Copy the lines below word for word, from the first line through the line containing "box: [138, 5, 219, 86]".

__Provided data__:
=== Begin Enclosure ===

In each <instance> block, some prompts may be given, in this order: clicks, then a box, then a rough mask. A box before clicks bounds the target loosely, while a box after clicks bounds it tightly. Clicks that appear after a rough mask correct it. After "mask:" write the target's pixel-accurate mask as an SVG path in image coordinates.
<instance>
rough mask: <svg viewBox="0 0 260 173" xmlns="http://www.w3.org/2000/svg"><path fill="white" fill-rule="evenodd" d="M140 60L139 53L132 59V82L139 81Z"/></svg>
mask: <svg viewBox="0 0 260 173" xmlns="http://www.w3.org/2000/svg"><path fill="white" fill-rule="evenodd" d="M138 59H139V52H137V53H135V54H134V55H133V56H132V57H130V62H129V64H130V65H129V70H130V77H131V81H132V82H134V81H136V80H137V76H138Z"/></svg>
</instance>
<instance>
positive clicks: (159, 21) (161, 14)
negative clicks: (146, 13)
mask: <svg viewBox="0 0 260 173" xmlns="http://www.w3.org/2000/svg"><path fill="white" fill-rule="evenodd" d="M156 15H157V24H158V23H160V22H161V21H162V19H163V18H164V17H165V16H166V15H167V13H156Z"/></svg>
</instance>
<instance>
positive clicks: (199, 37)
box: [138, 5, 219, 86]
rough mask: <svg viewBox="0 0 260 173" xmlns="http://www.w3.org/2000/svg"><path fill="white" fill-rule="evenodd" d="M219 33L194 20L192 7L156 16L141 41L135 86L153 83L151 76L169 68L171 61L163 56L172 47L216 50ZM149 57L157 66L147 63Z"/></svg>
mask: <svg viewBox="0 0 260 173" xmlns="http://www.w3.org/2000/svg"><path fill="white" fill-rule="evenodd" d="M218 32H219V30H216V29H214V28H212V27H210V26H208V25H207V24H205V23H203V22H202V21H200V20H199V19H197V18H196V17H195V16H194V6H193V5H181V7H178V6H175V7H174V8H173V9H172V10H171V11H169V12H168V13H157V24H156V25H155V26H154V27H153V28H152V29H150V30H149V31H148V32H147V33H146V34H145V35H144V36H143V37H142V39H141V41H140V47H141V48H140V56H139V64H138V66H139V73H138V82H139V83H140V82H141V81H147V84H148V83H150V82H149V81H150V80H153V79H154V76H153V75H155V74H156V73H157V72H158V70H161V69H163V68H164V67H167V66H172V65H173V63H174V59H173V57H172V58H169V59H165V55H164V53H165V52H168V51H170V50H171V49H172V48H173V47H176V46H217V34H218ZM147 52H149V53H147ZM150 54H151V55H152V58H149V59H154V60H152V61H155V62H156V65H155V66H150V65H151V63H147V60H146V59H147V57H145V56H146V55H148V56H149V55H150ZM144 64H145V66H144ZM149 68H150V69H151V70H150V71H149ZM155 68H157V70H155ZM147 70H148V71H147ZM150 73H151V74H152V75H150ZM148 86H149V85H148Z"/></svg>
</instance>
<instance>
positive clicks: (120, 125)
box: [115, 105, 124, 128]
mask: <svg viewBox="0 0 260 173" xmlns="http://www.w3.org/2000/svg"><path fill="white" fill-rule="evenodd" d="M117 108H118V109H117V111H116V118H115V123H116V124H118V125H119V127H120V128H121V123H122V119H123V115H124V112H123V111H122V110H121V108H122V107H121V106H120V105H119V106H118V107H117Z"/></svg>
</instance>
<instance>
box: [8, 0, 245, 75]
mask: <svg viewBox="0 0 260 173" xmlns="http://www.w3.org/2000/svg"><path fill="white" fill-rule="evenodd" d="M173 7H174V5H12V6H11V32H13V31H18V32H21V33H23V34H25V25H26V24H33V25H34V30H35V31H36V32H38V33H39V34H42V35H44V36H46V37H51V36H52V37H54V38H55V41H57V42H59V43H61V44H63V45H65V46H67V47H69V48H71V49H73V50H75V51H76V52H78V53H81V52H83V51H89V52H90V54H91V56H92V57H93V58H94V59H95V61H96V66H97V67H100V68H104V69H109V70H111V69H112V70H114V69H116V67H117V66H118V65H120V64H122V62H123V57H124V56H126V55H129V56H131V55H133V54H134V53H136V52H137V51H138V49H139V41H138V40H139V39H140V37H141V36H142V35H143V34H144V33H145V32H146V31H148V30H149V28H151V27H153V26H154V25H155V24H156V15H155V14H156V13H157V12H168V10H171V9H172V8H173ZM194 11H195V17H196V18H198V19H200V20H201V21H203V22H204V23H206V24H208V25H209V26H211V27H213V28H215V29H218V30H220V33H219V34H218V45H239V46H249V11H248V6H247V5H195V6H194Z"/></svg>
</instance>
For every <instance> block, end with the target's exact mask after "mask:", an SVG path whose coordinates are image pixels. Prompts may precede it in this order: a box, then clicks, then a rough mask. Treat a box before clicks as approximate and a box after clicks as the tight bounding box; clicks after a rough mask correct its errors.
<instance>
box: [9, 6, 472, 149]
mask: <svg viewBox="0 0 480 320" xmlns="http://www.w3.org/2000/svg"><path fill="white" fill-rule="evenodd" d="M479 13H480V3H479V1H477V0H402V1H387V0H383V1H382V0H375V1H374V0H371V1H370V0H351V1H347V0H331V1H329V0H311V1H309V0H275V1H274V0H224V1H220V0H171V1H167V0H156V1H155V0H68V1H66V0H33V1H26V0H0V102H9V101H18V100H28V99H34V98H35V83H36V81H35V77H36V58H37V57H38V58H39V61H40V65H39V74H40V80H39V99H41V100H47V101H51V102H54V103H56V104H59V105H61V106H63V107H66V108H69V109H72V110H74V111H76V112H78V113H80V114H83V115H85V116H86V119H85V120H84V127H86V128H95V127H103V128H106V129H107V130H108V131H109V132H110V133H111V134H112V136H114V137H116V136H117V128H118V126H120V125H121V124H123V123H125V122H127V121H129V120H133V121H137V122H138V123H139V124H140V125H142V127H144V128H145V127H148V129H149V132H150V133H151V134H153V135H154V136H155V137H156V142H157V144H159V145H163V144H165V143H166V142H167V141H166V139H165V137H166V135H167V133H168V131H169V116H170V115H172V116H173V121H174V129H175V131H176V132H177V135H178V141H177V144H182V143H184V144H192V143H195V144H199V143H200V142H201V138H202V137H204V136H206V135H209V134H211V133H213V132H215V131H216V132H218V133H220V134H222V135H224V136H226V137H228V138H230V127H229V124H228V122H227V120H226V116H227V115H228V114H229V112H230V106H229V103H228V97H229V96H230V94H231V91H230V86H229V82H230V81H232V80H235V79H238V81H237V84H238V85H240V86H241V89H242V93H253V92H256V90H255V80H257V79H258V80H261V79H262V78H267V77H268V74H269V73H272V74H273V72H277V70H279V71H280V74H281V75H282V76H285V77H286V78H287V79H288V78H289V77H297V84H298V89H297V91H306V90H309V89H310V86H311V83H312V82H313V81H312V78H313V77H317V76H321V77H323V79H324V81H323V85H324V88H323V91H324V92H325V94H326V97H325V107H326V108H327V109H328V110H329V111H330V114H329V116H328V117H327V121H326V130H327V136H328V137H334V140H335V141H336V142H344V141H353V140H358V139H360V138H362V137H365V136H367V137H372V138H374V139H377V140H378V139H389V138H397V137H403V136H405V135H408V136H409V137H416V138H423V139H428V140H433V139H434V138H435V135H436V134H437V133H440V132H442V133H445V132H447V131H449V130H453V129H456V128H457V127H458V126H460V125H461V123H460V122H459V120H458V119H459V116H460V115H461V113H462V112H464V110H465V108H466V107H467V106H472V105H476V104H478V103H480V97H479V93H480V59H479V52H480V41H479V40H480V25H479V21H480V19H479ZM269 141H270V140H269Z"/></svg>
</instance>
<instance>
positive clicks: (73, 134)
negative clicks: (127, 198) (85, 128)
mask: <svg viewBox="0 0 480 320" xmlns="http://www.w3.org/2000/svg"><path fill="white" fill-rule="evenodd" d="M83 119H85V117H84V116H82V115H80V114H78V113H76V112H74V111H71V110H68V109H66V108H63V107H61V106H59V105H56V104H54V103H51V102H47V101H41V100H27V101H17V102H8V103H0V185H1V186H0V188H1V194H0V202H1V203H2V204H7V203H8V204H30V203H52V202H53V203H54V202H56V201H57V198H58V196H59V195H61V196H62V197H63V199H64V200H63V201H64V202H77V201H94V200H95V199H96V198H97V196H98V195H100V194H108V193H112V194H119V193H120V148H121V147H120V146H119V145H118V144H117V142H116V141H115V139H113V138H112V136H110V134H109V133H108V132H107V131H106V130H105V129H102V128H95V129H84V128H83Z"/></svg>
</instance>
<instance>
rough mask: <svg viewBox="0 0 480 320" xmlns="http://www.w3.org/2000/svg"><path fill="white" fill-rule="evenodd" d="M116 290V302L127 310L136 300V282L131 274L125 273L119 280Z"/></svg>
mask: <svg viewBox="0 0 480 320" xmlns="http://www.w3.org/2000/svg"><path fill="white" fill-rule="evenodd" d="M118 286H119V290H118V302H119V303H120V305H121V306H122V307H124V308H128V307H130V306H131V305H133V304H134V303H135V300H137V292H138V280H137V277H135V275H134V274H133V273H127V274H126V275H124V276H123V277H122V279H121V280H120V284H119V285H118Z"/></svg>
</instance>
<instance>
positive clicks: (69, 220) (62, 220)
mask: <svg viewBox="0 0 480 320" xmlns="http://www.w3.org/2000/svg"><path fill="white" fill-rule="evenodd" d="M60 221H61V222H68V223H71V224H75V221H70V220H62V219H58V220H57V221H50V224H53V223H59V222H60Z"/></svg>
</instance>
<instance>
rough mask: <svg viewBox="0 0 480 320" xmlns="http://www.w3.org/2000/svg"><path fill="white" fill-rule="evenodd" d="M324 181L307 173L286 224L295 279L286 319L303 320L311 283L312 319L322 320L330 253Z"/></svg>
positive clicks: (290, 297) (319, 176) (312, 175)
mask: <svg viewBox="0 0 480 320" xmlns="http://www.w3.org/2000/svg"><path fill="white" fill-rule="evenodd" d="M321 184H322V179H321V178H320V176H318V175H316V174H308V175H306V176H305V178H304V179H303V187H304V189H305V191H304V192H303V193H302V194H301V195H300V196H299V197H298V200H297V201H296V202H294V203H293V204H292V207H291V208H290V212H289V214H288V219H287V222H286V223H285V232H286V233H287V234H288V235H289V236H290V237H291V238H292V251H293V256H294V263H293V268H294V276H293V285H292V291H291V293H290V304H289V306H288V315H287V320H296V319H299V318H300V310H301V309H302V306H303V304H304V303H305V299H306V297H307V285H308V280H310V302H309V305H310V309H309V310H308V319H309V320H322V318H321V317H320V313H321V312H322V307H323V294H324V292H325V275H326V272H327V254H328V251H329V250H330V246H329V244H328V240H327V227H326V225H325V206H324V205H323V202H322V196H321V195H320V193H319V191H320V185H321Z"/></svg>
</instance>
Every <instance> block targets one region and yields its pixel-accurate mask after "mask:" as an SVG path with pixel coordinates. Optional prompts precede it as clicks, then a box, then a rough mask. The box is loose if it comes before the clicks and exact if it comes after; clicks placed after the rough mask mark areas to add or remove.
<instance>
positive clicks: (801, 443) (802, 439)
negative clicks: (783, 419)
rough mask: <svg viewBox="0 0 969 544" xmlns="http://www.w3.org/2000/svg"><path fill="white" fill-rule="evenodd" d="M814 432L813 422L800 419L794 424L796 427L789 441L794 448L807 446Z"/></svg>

=== End Enclosure ===

__Exercise answer__:
In each <instance> block, some prompts may be given, in this order: clicks, then a box, then a rough mask. A box before clicks bounds the target loosely, while a box after clicks bounds it tightly. Clicks that appear after a rough mask correct it. After "mask:" write the target's pixel-accurate mask as an SVG path in image coordinates.
<instance>
rough mask: <svg viewBox="0 0 260 173" xmlns="http://www.w3.org/2000/svg"><path fill="white" fill-rule="evenodd" d="M140 60L139 53L132 59V82L139 81Z"/></svg>
mask: <svg viewBox="0 0 260 173" xmlns="http://www.w3.org/2000/svg"><path fill="white" fill-rule="evenodd" d="M138 59H139V52H137V53H135V54H134V55H133V56H132V57H130V62H129V64H130V65H129V70H130V77H131V81H132V82H134V81H136V80H137V76H138Z"/></svg>
</instance>
<instance>
positive clicks: (159, 21) (161, 14)
negative clicks: (146, 13)
mask: <svg viewBox="0 0 260 173" xmlns="http://www.w3.org/2000/svg"><path fill="white" fill-rule="evenodd" d="M156 15H157V24H158V23H160V22H161V21H162V19H163V18H164V17H165V16H166V15H167V13H156Z"/></svg>
</instance>
<instance>
positive clicks: (199, 37)
box: [138, 5, 219, 86]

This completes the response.